Use the Soapmaking Friend Calculator associated with this forum.  If you scroll to the top of the page you will see a tab on the far right titled "CALCULATOR".  As Babyshoes stated, stay around 500 grams for your first batches.  The calculator defaults to 500 grams or since you have a silicone mold and wood box for it, plug in the dimensions in the area on the calculator and it will automatically calculate the total amount needed to fill the mold.  Plug in some different oils and varying amounts and see how the calculator works and what the net result will be for your intended batch.

Use the KISS principle, don't get all fancy and try to become an artisan soapmaker overnight.  Many of the contributing members on this forum have been making soap for years, and many of those sell their products too. 

BTW, you misspelled artisan as artesian, which is a type of water well that flows under it's own pressure from the aquifer it's associated with.


----------



## Hope Ann (Dec 13, 2021)

Saltynuts said:


> Can anyone suggest a good recipe?  Lenarenee suggested 75% lard 25% coconut, is that a good way to go?  I'm fine with that, and fine using other oils as well, whatever works!
> 
> Thanks so much everyone!!!



Lots and lots of nice recipes in this forum using those oils of if you use the search feature.

Hope


----------



## Benjifrazer (Dec 13, 2021)

I’d suggest running the following through a soap calculator

30% Olive
30% Coconut
5% Avocado
5% canola (rapeseed in the UK)
30% Lard

It gives you 60/40 split in favour of hard oils -which should help you with a harder bar (but i think you may need to leave it in the mould for a couple of days.

Lard soap is a slow trace so i think this recipe should be slower to trace.

I would recommend making a 500g batch to start - review the recipe and the making ( you should make notes at every point)

this would then give you an idea of how the soap behaves, how it feels to work with and the 48 hours means that saponification will have certainly occurred.

and when you unmould you can test it for later and bubble (and also compare the later and bubble after cure too) - and then you can tweak the recipe... add in other oils and play with the %

ALWAYS ALWASY ALWAYS run each recipe through a soap calculator EVERY TIME

Oh plus have fun, and warn your significant other / friends / work colleagues you are going to be come a soaping addict!


----------



## ResolvableOwl (Dec 13, 2021)

Saltynuts said:


> Canola oil - a ton of it
> vegetable oil - a ton of it (but I am wary of the word "vegetable", that can be a lot of different oils that are covered by that description LOL).
> sesame oil - at least a little bit
> jajoba oil - at least a litte bit
> pumpkinseed oil I think I have some around as well.


Only use one of these at a time, and at first at maximum 10%. Only go higher when you have an otherwise proven recipe, and you know how to make these behave well.


----------



## Zing (Dec 13, 2021)

My 2 cents is to save jojoba oil for other bath and body products.  It is expensive and does not retain its characteristics during saponification -- and soap washes off right away.  It feels great on skin and can be used in lotion bars or lotion.  I know you're just getting started on soap, but once the addiction starts you'll soon find yourself making homemade everything!


----------



## Saltynuts (Dec 13, 2021)
═══
| Set tasks |
1. Please rewrite the soapmaking thread starting at "I would recommend" and ending at "a soaping addict!", swapping "recipe" for "formula".
2. Pick up the soapmaking thread after its final line and keep it going.

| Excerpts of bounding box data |
═══
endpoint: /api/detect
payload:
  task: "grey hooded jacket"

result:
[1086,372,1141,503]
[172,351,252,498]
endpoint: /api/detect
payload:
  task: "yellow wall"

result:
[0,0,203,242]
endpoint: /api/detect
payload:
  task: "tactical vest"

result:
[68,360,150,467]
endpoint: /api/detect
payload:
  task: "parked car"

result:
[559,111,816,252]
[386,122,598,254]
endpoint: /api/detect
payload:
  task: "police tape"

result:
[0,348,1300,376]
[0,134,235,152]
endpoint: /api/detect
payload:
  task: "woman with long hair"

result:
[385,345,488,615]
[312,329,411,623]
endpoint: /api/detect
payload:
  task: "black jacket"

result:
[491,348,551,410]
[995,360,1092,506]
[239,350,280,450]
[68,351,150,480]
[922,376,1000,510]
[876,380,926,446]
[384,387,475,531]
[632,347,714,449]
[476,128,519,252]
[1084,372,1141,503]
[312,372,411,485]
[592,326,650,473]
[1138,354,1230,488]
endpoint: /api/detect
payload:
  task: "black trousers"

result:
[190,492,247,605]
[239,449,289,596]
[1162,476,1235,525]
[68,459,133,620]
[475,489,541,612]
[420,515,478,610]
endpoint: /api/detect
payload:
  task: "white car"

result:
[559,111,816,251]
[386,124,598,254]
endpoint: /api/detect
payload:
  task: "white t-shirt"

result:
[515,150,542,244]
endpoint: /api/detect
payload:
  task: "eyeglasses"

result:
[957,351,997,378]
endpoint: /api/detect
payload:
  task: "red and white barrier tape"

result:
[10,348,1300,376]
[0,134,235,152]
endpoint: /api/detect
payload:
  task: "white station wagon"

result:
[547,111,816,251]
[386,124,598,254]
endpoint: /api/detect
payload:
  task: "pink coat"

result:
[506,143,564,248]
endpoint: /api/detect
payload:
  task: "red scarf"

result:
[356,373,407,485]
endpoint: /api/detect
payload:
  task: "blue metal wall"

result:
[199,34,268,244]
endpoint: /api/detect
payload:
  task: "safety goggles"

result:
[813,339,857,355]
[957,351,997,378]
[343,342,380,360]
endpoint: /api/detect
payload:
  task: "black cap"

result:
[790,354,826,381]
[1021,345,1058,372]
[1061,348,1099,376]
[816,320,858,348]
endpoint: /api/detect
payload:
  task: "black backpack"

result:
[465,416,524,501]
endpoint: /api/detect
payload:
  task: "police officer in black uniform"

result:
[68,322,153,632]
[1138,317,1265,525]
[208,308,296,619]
═══
| Outputs |
1.
I would recommend making a 500g batch to start - review the formula and the making ( you should make notes at every point)

this would then give you an idea of how the soap behaves, how it feels to work with and the 48 hours means that saponification will have certainly occurred.

and when you unmould you can test it for later and bubble (and also compare the later and bubble after cure too) - and then you can tweak the formula... add in other oils and play with the %

ALWAYS ALWASY ALWAYS run each formula through a soap calculator EVERY TIME

Oh plus have fun, and warn your significant other / friends / work colleagues you are going to be come a soaping addict!

2.
Well, I got it made, I can say that at least.  But it was a complete failure.  I was going to do a "one pot swirl" or "one pot wonder", but against good advice I did add fragrance, and when I added that and sodium lactate and the colors my soap went from what I think was a "heavy emulsion" - it was not trace yet but not far from it probably - to the consistency of play-dough in like 13 seconds, not sure if it was the fragrance, the sodium lactate or the colors that did it, or all three.  But wow.  So I ended up just making a 3-color soap and mashing the 3 colors in the slab one at a time.  Dear lord.

Well, I'll post more details or the recipe and exactly what I did, and pictures of the monstrosity, in the next day or so.

Thanks for all the help everyone.


----------



## CreativeWeirdo (Dec 14, 2021)

I know I'm late to the thread, but this is the video that first made me think to myself "Hey!  I could [eventually] do this!" and that is what started me in the learning process.


----------



## lenarenee (Dec 14, 2021)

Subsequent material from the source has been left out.